_Testo fornito_.
Una storia verosimile 

Se la vicenda ha avuto questa eco, è perché il fatto che un richiedente asilo fosse morto di freddo a furia di aspettare di poter ottenere un appuntamento, non è parso strano a nessuno. “Era una cosa assolutamente credibile”, commenta a Nigrizia Giovanna Cavallo, attiva presso lo sportello legale di Roma Legal Aid e parte della campagna di monitoraggio permanente #Paradossi, supportata dalla Fondazione Migrantes. “La vicenda è stata un po’ strumentalizzata, ma poteva capitare benissimo. Stiamo vivendo una situazione di grandissima compromissione del diritto d’asilo.”

Le tempistiche delle questure 

La cornice di tutto questo è forse difficile da comprendere per chi non si occupa da vicino di migrazioni e non ha una percezione strutturata di come funzionano i labirinti burocratici italiani per le persone migranti. A partire dal fatto che quando si arriva in Italia, possono passare 6-7 mesi prima di poter avere l’appuntamento necessario semplicemente a finalizzare la propria richiesta di protezione internazionale, attraverso quello che viene definito il ‘modulo C3’. Nel caso specifico di Roma, secondo Legal Aid, passano circa 12 mesi solo tra la richiesta di rilascio del permesso di soggiorno e l’appuntamento per il fotosegnalamento.

Voci dei dati
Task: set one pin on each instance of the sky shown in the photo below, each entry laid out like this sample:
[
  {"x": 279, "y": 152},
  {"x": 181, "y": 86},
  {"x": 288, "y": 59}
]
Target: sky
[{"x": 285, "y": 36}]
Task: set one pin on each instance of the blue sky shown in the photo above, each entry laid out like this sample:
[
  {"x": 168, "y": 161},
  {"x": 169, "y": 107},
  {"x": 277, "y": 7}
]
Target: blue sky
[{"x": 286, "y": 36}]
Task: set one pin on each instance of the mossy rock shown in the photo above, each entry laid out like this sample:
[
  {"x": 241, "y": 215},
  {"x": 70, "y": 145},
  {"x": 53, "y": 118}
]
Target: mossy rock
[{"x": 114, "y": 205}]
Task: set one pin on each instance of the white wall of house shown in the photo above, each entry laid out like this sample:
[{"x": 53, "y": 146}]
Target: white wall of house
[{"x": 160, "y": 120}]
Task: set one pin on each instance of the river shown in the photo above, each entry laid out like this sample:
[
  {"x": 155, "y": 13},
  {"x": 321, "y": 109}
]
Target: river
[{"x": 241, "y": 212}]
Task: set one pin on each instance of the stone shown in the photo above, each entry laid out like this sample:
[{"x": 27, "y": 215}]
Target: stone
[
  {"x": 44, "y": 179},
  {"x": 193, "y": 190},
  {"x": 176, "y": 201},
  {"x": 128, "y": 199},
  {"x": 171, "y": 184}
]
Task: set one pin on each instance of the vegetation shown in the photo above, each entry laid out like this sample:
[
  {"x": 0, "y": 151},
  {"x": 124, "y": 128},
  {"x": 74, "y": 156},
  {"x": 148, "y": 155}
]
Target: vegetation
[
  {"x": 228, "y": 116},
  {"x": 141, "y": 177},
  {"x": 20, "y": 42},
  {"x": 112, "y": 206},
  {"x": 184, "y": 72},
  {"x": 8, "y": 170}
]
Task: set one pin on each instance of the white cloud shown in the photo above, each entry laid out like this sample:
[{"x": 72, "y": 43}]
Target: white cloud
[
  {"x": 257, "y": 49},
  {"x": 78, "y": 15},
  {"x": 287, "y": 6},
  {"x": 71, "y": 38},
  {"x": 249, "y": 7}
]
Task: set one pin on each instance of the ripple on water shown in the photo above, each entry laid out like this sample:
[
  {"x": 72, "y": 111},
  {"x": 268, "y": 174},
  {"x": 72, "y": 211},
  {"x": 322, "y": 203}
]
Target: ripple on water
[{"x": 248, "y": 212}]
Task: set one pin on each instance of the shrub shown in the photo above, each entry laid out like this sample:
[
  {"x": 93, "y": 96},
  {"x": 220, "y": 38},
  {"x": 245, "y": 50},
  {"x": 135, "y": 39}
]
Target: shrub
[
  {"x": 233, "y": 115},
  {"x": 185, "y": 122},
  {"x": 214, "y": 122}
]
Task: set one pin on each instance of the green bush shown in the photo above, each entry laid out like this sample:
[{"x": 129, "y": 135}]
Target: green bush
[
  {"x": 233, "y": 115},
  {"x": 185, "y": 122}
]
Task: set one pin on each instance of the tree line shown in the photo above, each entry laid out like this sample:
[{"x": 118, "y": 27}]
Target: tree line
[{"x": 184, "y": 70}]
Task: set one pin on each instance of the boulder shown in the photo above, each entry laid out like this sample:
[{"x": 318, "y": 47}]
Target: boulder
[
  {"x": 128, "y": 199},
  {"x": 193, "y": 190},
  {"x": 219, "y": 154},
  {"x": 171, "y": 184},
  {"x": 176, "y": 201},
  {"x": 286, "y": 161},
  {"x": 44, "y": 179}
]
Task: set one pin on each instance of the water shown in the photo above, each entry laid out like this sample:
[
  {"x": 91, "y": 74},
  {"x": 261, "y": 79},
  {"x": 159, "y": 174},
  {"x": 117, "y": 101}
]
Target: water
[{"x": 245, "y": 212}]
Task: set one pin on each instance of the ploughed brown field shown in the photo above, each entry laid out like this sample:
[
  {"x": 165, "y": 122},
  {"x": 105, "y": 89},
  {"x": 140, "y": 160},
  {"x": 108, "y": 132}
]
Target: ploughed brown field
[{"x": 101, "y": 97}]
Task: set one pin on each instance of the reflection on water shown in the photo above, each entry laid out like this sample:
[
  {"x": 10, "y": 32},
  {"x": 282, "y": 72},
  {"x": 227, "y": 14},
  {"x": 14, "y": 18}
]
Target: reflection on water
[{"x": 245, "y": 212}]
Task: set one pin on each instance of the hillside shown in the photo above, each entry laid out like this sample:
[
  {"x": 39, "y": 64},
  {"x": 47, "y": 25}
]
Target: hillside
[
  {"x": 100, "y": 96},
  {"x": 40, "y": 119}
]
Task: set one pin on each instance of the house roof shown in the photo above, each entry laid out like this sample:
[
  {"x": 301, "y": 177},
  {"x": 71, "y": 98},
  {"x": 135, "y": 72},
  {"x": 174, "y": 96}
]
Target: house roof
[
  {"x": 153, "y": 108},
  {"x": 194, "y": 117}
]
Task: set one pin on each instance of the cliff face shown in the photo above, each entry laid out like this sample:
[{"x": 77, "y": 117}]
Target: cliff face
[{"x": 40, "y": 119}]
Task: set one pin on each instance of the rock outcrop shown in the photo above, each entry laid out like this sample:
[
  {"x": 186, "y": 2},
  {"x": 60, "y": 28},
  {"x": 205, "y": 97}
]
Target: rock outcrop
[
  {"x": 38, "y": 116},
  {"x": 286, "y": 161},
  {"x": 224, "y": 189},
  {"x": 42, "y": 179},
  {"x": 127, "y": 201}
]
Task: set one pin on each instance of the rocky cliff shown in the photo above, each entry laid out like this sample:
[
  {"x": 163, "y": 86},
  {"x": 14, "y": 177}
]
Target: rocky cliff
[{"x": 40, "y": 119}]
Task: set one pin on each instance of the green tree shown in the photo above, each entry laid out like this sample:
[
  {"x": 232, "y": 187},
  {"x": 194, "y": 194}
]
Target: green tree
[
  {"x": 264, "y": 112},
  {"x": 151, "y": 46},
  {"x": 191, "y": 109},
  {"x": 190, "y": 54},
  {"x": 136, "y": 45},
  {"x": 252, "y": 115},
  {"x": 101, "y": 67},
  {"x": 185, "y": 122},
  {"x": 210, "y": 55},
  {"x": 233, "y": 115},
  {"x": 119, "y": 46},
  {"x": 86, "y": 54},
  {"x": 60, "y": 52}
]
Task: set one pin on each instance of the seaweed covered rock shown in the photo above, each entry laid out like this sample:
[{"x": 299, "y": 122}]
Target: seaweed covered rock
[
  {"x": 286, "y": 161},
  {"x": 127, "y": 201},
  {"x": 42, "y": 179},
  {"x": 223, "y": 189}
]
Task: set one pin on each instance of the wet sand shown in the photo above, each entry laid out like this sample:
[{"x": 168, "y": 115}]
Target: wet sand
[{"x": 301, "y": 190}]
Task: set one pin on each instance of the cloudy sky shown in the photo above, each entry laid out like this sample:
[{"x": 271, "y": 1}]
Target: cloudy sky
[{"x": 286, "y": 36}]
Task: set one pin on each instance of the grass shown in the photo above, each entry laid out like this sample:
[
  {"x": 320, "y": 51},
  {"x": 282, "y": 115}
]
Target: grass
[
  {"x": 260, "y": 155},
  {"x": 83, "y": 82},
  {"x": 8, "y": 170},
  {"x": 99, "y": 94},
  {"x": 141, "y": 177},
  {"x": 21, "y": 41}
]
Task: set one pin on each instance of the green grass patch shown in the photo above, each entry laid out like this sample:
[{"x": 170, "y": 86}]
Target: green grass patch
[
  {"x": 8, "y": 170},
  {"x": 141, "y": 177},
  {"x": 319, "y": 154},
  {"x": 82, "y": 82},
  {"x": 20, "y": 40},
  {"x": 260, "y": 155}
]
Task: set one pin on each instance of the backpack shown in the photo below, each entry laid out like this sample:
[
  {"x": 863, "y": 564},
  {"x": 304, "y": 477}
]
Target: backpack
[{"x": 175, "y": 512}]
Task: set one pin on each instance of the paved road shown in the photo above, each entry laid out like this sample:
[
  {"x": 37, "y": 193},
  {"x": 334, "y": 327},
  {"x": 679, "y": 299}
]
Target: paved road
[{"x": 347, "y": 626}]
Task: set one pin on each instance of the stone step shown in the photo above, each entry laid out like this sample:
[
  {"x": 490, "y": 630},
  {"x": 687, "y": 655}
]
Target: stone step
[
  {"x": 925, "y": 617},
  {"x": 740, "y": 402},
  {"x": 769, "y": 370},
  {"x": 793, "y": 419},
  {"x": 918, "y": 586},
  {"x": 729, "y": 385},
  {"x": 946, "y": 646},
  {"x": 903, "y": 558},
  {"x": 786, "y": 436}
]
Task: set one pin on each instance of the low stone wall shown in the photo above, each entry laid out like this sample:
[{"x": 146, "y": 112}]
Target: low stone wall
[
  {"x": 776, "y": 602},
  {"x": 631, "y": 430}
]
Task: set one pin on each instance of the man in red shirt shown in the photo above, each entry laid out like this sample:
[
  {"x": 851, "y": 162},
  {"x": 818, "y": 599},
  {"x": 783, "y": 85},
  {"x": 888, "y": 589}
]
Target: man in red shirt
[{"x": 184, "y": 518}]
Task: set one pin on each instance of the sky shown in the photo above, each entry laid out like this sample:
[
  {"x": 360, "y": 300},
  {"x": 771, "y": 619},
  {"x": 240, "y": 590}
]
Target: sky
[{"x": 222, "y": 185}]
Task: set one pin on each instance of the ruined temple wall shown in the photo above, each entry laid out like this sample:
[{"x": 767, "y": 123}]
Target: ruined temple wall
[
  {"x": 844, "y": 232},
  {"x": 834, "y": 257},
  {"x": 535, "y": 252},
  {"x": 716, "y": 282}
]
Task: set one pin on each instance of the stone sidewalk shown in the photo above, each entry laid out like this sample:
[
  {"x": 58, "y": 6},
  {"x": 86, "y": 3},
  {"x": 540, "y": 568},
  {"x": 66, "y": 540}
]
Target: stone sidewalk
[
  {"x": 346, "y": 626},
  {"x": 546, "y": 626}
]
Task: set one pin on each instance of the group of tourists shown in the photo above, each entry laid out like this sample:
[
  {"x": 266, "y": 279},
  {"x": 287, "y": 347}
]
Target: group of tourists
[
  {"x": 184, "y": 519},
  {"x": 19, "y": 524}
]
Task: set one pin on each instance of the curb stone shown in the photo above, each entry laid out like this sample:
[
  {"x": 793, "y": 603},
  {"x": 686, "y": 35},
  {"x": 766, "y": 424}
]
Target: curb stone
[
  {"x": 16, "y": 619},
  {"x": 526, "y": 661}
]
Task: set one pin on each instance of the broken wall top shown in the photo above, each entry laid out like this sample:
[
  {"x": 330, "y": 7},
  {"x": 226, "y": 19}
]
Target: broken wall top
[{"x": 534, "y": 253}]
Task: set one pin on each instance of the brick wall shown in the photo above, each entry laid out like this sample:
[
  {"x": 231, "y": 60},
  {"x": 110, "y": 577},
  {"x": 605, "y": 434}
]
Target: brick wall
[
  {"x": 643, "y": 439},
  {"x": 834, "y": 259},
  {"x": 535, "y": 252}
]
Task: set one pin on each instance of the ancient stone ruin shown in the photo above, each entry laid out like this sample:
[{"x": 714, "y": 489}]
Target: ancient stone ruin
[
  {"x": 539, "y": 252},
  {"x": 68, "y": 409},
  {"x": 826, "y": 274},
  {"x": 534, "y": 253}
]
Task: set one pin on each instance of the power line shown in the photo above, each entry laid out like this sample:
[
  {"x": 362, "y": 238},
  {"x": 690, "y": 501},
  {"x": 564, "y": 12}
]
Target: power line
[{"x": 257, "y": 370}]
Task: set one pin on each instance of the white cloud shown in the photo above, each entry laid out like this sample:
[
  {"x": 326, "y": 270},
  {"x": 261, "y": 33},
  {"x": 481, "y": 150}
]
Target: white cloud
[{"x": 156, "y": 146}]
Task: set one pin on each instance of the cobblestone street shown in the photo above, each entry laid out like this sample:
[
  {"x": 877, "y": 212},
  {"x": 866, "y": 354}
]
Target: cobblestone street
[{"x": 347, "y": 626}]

_Consegna_. Trascrivi il passo del testo sulle attese per l'asilo, cominciando da "La cornice di" e terminando con "per il fotosegnalamento.".

_Soluzione_.
La cornice di tutto questo è forse difficile da comprendere per chi non si occupa da vicino di migrazioni e non ha una percezione strutturata di come funzionano i labirinti burocratici italiani per le persone migranti. A partire dal fatto che quando si arriva in Italia, possono passare 6-7 mesi prima di poter avere l’appuntamento necessario semplicemente a finalizzare la propria richiesta di protezione internazionale, attraverso quello che viene definito il ‘modulo C3’. Nel caso specifico di Roma, secondo Legal Aid, passano circa 12 mesi solo tra la richiesta di rilascio del permesso di soggiorno e l’appuntamento per il fotosegnalamento.